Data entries

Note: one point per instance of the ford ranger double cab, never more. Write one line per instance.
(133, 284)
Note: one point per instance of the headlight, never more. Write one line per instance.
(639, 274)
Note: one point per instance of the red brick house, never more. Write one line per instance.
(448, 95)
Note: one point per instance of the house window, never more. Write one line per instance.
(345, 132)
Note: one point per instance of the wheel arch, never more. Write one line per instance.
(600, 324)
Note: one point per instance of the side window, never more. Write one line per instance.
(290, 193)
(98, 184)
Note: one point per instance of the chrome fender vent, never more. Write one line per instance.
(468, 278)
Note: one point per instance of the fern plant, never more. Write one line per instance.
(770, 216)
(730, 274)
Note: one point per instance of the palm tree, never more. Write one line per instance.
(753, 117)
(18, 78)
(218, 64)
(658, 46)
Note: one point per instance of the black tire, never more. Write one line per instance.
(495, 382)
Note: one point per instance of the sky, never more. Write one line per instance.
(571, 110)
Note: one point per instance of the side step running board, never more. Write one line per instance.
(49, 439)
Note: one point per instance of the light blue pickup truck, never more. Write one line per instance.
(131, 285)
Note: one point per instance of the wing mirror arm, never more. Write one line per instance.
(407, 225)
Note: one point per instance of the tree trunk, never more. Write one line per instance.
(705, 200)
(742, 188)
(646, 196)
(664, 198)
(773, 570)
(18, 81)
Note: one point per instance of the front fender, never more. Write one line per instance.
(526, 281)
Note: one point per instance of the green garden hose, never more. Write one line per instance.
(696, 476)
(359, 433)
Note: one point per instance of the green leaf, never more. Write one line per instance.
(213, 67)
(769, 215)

#### [Stated problem]
With both ends included, please retype exactly the lines from the line containing "Note: one point per instance of the light" to the final line of the data.

#### [Output]
Note: one point per instance of the light blue pickup truck, never more. Write one line per instance.
(131, 285)
Note: one point per instance of the wing mirror arm, never more. Write one line per instance.
(407, 225)
Note: one point per instance of the tree trunk, never more. Write one line per instance.
(705, 200)
(742, 188)
(646, 196)
(664, 198)
(773, 570)
(18, 81)
Note: one point per instance of the front fender, never more. Write one line per instance.
(526, 281)
Note: one point per instance of the green garden hose, never more. Write one line per instance.
(696, 476)
(359, 433)
Note: one point per instance of the green leaf, never more. Write one line per instance.
(213, 67)
(769, 215)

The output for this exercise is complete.